Use this skill when the user wants to add burned-in captions/subtitles to a video. Triggered by requests like "add captions," "burn in subtitles," "caption this video," or "add-captions."

## How to use

### Prerequisites
- `ffmpeg` must be installed with drawtext/libfreetype support (standard Homebrew `ffmpeg` includes this)
- `whisper-cli` must be installed with a model at `/opt/homebrew/share/whisper-cpp/models/ggml-medium.bin`
- Big Shoulders Display Bold 700 font installed at `~/Library/Fonts/BigShouldersDisplay-Bold.ttf`. The font is resolved via fontconfig by name (`font='Big Shoulders Display'`), not by file path. Always use `font=` instead of `fontfile=`.

### Parameters
The user may optionally specify:
- **input**: Path to the video file (if not provided, ask)
- **output**: Path for the output file. When called from `/process-video`, the pipeline passes `<name>_final.mp4` as the output path. When run standalone, default: strip `_mastered` from the input basename, then append `_final.mp4` — e.g., `mainvideo_mastered.mp4` → `mainvideo_final.mp4`.
___
# [SHORT PROBLEM 1]
Write the records from the line with "out the bird" through the end of the records as a numbered list, leaving out blank lines.

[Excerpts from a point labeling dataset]
___
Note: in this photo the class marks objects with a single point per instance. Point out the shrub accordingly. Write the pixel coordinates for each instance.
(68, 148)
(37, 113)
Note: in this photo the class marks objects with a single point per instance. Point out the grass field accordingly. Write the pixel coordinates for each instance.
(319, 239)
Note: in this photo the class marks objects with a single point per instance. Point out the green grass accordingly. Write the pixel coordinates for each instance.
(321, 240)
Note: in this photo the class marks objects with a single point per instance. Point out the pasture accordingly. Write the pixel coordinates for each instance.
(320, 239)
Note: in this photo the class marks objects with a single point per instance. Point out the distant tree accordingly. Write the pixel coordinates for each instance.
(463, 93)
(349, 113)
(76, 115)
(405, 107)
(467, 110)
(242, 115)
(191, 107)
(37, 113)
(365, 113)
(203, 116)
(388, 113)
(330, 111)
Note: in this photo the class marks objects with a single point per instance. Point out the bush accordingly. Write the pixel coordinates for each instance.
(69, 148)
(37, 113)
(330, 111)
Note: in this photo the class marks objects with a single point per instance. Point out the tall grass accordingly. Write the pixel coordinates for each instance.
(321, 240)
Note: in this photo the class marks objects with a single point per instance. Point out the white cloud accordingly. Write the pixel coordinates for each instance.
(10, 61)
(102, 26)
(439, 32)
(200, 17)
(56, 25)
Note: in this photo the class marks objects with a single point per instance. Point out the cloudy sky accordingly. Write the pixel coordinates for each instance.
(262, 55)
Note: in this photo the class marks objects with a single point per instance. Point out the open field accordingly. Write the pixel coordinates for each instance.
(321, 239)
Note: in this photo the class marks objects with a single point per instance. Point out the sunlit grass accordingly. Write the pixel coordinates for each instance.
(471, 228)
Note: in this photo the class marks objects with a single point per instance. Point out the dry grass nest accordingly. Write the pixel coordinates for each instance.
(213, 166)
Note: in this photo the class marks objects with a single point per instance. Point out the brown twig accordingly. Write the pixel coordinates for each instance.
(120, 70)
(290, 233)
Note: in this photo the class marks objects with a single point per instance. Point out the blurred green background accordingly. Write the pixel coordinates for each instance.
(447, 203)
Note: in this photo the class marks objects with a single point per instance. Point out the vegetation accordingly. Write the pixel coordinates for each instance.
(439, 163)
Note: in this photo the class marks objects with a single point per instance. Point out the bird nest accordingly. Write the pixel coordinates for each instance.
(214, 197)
___
# [SHORT PROBLEM 2]
Using the captioning instructions, state whether each statement agrees with them, answering yes or no and quoting the deciding words: (a) The font should be given by file path with `fontfile=`. (b) If no input path is provided, the user should be asked for one. (c) When run standalone, the default output for `mainvideo_mastered.mp4` is `mainvideo_final.mp4`.

# [FULL SOLUTION 1]
1. Note: in this photo the class marks objects with a single point per instance. Point out the bird nest accordingly. Write the pixel coordinates for each instance.
2. (214, 197)

# [FULL SOLUTION 2]
(a) No: "Always use `font=` instead of `fontfile=`."
(b) Yes: "if not provided, ask"
(c) Yes: "e.g., `mainvideo_mastered.mp4` → `mainvideo_final.mp4`"